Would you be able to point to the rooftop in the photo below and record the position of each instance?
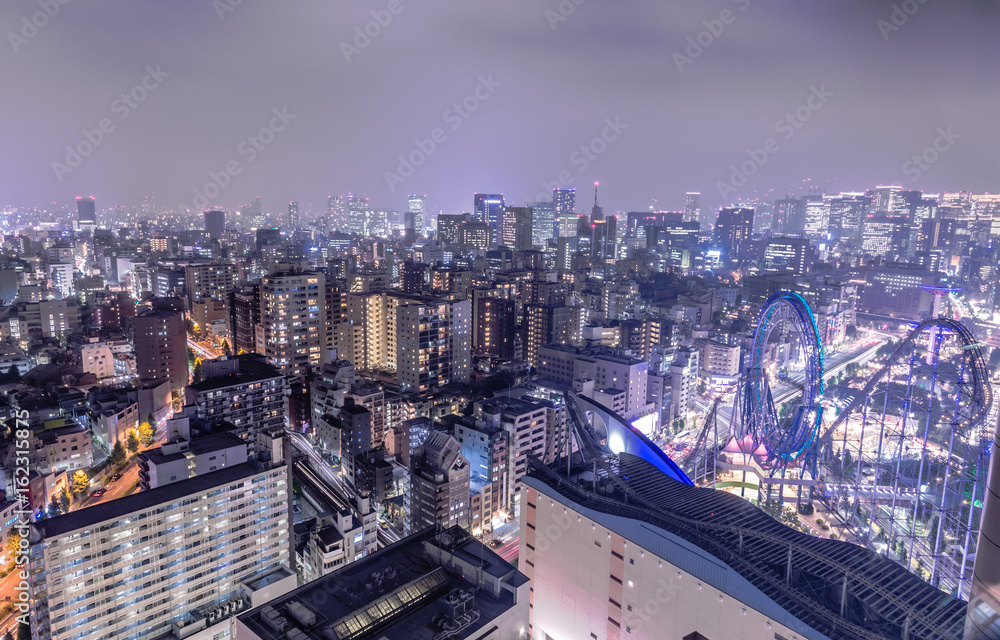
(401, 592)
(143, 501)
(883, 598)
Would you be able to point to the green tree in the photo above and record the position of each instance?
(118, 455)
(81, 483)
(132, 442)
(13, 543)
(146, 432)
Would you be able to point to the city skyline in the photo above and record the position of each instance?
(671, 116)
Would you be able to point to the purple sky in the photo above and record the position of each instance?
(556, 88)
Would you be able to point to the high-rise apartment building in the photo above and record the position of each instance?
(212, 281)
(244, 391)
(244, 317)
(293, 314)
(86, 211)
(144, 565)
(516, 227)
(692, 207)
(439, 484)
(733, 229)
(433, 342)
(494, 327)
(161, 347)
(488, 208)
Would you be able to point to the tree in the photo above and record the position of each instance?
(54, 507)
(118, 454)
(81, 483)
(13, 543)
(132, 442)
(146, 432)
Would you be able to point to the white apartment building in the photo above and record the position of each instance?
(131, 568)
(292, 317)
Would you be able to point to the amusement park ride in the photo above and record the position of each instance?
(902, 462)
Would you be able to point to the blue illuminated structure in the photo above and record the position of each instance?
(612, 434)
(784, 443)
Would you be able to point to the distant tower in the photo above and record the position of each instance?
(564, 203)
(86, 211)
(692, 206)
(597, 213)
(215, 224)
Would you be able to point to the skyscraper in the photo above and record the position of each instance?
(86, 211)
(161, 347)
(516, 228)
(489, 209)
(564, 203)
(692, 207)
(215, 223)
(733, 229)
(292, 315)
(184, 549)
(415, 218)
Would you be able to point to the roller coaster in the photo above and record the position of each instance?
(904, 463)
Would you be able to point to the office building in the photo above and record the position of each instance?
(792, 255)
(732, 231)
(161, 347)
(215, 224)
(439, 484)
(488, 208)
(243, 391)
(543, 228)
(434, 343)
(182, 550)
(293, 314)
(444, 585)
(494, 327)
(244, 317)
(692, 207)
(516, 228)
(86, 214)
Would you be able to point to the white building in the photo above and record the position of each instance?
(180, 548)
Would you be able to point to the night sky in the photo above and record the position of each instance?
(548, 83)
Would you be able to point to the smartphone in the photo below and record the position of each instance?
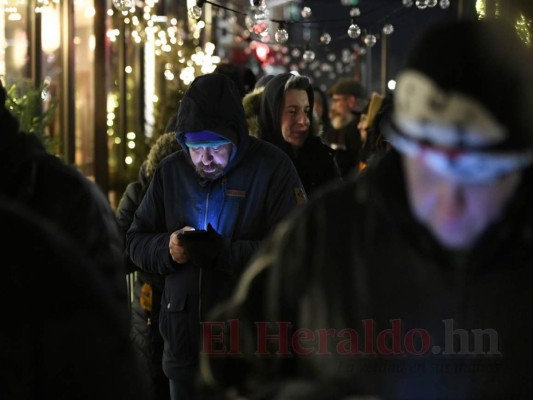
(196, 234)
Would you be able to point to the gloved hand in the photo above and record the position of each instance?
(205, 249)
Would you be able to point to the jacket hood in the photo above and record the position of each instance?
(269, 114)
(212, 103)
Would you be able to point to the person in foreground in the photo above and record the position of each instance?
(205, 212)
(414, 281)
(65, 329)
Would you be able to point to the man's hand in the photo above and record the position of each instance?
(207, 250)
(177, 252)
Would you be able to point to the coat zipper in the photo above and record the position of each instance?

* * *

:: Activity ::
Drop the images and repeat the data exactly.

:: Response ::
Would you be able to point to the rooftop in the photo below and record the position of each instance?
(401, 592)
(143, 501)
(883, 598)
Would you be able to point to the green tree in the photo above and record the position of each instance?
(118, 455)
(81, 483)
(132, 442)
(13, 543)
(146, 432)
Would you be able to point to the city skyline in the photo above and record the position of each instance?
(671, 116)
Would you be able to point to the purple sky in the photo above and record the position of each instance?
(556, 88)
Would you be able to point to the high-rise apartment building in the photo above and record the position of each instance?
(212, 281)
(244, 391)
(244, 317)
(293, 314)
(86, 211)
(144, 565)
(516, 227)
(692, 207)
(439, 484)
(733, 229)
(433, 342)
(494, 327)
(161, 347)
(488, 208)
Would you be able to point to the tree in the photo above and record the position of each instance?
(54, 507)
(118, 454)
(81, 483)
(13, 543)
(132, 442)
(146, 432)
Would you be able to point to the white apartment building in the photo above and record the position of each instance?
(131, 568)
(292, 317)
Would you be able to point to the amusement park ride in the photo above and record the position of each instance?
(902, 462)
Would you be able to point to the blue illuminated structure in the photo above and record the position of each instance?
(612, 434)
(784, 443)
Would you be able to point to the distant tower in the photo above and record the position of each instance?
(564, 203)
(86, 211)
(692, 206)
(597, 213)
(215, 224)
Would you be able to point to the skyscraper in the photo above and record the position of each instance?
(86, 211)
(161, 347)
(516, 228)
(489, 209)
(564, 203)
(692, 207)
(215, 223)
(733, 229)
(292, 315)
(184, 549)
(415, 218)
Would you be able to point to the roller coaster in the photo above and record the position of each instance?
(904, 463)
Would you be able to point to the office building in the photo above and record the position of each instance?
(792, 255)
(732, 231)
(161, 347)
(215, 224)
(439, 484)
(488, 208)
(243, 391)
(543, 228)
(434, 343)
(182, 550)
(293, 314)
(444, 585)
(494, 327)
(244, 317)
(692, 207)
(516, 228)
(86, 214)
Would you be able to point to the white building in the photo above and record the position of each instance?
(180, 548)
Would you be able to point to the night sky in the photo above and record the position of each instance?
(548, 83)
Would you be able to point to the smartphone in the photo below and record the position of each instance?
(196, 234)
Would you be able to point to the gloved hand in the photo above and record the position of each instance?
(205, 249)
Would you be able to point to the jacket hood in the photo above and record the position of each instance?
(269, 114)
(212, 103)
Would you be able to point to the person in foreground in the photo above and record the position of each instance?
(205, 212)
(414, 281)
(65, 329)
Would you be able to point to the man's hand in the photo above and record the position of each instance?
(207, 250)
(177, 252)
Would you be able to point to the coat zipper in the photo above and record the position of each instance?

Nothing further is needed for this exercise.